[BEGIN]

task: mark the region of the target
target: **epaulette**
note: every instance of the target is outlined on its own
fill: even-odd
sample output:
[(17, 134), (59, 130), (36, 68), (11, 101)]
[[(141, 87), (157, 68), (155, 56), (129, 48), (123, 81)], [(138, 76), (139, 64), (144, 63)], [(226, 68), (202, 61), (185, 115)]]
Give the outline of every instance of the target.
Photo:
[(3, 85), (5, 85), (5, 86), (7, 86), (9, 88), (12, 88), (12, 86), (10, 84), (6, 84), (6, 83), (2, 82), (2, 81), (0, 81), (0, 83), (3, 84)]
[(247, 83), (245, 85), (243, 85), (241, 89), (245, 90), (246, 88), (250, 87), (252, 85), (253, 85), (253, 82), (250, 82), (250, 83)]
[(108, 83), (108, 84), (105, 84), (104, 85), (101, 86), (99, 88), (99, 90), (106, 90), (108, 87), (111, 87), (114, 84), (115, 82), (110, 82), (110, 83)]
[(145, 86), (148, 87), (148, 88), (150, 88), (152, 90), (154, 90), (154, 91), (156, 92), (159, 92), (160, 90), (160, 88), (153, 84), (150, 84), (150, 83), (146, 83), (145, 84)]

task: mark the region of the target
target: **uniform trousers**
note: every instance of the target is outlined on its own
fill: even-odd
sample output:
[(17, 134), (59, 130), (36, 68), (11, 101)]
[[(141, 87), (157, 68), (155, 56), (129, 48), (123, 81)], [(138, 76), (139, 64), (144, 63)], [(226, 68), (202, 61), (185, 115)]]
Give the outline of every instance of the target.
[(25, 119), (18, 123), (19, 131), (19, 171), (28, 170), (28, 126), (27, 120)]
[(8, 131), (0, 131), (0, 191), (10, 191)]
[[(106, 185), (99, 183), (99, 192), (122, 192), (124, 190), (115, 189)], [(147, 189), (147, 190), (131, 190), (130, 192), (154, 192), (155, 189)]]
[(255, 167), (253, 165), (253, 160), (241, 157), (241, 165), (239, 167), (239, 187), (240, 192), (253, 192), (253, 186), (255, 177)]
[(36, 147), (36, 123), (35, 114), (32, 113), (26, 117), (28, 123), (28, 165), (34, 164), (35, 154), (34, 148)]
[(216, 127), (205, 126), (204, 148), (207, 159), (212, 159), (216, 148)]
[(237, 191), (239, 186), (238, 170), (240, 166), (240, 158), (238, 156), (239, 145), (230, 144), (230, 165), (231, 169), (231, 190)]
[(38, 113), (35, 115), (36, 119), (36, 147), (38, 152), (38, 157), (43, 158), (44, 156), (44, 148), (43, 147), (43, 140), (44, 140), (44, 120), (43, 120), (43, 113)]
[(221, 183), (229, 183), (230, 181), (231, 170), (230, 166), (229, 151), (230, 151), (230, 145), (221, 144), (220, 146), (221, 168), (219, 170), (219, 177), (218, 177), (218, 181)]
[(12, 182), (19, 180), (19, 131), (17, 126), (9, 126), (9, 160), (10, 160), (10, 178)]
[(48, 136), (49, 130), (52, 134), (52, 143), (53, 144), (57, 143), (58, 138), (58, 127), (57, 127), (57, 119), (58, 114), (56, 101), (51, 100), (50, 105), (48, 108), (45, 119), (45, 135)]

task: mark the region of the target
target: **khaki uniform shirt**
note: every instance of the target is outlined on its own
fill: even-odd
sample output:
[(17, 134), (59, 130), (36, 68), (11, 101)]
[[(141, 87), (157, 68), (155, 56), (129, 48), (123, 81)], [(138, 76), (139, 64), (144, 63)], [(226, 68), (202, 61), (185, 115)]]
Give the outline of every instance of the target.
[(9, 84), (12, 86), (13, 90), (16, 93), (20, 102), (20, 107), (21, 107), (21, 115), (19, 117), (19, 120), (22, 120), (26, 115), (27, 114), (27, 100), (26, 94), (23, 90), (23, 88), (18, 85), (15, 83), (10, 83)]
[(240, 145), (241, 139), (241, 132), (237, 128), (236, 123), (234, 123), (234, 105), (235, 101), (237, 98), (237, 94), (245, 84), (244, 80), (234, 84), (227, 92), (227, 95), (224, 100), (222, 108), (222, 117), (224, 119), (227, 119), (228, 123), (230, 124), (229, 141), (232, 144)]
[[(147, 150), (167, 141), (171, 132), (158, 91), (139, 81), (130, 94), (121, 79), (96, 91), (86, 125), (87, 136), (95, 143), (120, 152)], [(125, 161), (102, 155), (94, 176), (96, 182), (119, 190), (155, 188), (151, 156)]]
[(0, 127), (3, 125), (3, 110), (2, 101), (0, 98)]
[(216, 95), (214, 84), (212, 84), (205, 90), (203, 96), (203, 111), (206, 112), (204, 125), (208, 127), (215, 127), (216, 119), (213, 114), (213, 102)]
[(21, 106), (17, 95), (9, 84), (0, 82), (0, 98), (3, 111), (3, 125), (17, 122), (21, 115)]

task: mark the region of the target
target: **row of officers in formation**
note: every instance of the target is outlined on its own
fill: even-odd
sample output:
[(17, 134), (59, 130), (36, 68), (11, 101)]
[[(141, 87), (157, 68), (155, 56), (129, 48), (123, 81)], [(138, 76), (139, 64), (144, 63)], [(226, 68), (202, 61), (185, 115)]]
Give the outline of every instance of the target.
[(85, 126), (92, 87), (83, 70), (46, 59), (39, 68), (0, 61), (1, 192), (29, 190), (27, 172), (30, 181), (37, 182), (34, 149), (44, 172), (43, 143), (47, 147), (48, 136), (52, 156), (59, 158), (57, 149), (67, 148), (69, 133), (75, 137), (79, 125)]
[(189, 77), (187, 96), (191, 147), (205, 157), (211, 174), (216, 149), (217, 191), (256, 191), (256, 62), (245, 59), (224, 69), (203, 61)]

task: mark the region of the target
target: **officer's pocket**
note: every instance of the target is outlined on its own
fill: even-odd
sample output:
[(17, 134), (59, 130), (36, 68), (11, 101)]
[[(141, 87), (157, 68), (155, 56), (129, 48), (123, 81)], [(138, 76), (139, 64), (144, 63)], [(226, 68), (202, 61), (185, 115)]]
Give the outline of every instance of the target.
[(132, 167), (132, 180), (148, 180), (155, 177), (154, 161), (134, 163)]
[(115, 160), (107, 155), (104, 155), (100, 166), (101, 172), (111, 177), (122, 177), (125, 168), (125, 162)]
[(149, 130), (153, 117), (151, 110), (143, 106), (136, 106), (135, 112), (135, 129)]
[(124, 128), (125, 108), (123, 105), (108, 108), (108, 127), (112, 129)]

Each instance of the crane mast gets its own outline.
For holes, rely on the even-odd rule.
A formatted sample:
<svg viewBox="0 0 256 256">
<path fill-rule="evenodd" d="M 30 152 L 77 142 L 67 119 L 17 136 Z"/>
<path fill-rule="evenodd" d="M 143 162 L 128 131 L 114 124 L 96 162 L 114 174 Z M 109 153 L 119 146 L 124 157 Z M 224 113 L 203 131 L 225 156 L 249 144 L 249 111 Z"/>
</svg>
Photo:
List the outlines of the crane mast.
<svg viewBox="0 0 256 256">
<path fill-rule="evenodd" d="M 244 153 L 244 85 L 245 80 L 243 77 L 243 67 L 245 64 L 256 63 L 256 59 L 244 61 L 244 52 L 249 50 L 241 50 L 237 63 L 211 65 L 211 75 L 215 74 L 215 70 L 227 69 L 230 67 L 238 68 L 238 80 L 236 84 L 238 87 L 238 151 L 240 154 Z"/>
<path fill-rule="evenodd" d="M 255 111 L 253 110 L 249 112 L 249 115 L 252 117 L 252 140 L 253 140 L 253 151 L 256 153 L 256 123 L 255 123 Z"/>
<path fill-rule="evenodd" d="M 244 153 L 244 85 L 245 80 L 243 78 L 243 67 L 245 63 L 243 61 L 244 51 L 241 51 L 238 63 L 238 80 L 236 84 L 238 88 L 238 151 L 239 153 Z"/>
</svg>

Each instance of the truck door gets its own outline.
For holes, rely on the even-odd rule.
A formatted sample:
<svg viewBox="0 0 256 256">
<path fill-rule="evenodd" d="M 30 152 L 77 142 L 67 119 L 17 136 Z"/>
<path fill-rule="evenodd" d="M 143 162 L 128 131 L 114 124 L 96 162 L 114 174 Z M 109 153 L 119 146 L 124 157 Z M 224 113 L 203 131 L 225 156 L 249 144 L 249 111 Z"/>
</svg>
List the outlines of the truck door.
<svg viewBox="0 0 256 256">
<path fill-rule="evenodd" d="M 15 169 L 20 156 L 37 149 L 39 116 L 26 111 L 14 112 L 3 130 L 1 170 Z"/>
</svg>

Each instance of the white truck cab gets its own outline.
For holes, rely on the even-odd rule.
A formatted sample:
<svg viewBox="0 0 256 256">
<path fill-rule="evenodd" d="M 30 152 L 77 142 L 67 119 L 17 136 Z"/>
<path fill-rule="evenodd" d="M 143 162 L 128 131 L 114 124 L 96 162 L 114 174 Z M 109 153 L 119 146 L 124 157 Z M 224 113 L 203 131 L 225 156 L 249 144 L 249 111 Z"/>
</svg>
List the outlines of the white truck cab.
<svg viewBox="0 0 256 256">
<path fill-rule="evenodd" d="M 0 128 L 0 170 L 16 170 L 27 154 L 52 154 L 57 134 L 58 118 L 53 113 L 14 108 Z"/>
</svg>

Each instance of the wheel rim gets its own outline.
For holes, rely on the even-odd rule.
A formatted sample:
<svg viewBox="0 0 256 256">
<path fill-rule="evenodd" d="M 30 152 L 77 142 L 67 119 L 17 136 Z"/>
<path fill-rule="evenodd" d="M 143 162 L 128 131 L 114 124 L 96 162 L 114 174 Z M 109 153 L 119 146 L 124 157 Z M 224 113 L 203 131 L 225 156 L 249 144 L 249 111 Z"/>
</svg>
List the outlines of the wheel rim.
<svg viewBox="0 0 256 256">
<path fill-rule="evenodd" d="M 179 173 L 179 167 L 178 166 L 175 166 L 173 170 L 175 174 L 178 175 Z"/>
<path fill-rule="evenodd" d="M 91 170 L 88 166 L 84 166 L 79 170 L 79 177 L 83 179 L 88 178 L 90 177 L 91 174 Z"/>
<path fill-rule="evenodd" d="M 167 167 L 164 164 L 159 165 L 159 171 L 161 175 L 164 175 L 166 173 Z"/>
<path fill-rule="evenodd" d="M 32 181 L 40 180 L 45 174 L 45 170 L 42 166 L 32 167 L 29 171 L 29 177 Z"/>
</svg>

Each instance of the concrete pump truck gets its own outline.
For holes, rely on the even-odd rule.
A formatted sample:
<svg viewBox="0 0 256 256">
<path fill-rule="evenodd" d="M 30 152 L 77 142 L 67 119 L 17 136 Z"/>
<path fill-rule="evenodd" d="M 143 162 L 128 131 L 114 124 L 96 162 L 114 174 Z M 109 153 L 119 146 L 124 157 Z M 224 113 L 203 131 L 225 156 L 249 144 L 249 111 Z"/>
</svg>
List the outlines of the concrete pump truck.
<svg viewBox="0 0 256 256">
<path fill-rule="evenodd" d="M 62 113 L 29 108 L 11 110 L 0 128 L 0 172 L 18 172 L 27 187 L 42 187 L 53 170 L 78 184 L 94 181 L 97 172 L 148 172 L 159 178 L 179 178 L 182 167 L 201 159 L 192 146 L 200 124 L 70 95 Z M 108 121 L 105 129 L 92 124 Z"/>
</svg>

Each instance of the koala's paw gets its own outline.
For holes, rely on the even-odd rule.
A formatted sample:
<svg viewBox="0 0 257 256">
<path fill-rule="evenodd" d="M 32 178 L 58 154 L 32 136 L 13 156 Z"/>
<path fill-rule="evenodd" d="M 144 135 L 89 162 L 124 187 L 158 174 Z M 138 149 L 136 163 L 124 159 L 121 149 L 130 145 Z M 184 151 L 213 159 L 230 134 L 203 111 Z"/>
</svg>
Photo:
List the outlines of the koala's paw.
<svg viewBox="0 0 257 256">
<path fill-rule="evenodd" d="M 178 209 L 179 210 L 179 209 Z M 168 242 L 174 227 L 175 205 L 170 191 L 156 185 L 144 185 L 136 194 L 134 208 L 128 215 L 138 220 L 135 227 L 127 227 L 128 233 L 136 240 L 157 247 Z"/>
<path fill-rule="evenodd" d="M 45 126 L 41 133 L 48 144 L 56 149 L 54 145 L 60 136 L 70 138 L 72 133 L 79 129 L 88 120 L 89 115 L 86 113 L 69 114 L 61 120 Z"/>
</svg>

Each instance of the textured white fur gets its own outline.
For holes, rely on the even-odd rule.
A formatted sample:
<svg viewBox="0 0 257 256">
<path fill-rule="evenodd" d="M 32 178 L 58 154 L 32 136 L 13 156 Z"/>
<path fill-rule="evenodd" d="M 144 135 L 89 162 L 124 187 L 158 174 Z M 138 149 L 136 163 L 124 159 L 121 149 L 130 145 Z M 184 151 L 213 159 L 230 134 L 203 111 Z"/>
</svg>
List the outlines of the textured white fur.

[END]

Brief. Turn the records above into a Markdown table with the columns Row and Line, starting at the first line and ending at the line that contains "83), (145, 84)]", both included. Number each row and leave out blank lines.

Output of the task.
| Row | Line |
|---|---|
| 1 | task: mark the region of the target |
| 2 | target: **epaulette** |
| 3 | note: every instance of the target is outlined on its own |
| 4 | fill: even-odd |
| 5 | sample output: |
| 6 | [(17, 134), (59, 130), (36, 68), (11, 101)] |
| 7 | [[(141, 87), (157, 68), (155, 56), (129, 48), (123, 81)], [(138, 76), (139, 64), (144, 63)], [(226, 68), (202, 61), (185, 115)]] |
| 8 | Give the outline of every instance of the target. |
| 9 | Photo: |
| 10 | [(3, 85), (5, 85), (5, 86), (7, 86), (9, 88), (12, 88), (12, 86), (10, 84), (6, 84), (6, 83), (2, 82), (2, 81), (0, 81), (0, 83), (3, 84)] |
| 11 | [(247, 83), (245, 85), (243, 85), (241, 89), (245, 90), (246, 88), (250, 87), (252, 85), (253, 85), (253, 82), (250, 82), (250, 83)] |
| 12 | [(108, 83), (108, 84), (105, 84), (104, 85), (101, 86), (99, 88), (99, 90), (106, 90), (108, 87), (111, 87), (114, 84), (115, 82), (110, 82), (110, 83)] |
| 13 | [(145, 86), (148, 87), (148, 88), (150, 88), (152, 90), (154, 90), (154, 91), (156, 92), (159, 92), (160, 90), (160, 88), (153, 84), (150, 84), (150, 83), (146, 83), (145, 84)] |